* Objectives:
a) Answer these questions from the interview excerpt about the film:
(i) What does the interviewer liken the cabaret-house to?
(ii) Which aspect of the film does the interviewee call the most joyful?
(iii) Who ends up dancing with the queer community?
b) Take the interview excerpt about the film further, picking up right after its final answer.

* Selected excerpt:
There’s a western feel to the film – the cabaret-house is like a saloon, right?
The western aspect is the most joyful part of the film. I watched many westerns as a kid and wanted to reconnect with that. I wanted to blend different genres. How can a child take revenge? It all happens through her imagination.

Your film reminded me of some John Ford westerns – epic male fights on one hand and community dances on the other.
This queer community builds its own world, full of both violence and tenderness. They fight when needed and love as much as they can. The miners who fight them end up dancing with them. The village is dying, people are dying. They have almost nothing – materially or emotionally – so they might as well enjoy what little they have left.

* Dataset section:
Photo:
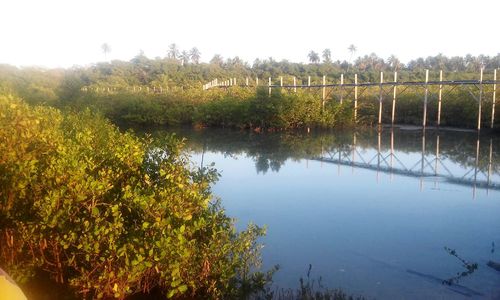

* Final results:
a)
(i) A saloon.
(ii) The western aspect.
(iii) The miners who fight them.

b)
All the characters have animal nicknames: Flamingo, Boa, Piranha… Why?
It’s rooted in Chilean rural tradition. Everyone, across social classes, uses animal nicknames. A gossiping person is called a frog, for instance. Usually it’s derogatory, but I wanted to make it poetic — Flamingo for elegance and long legs, for example.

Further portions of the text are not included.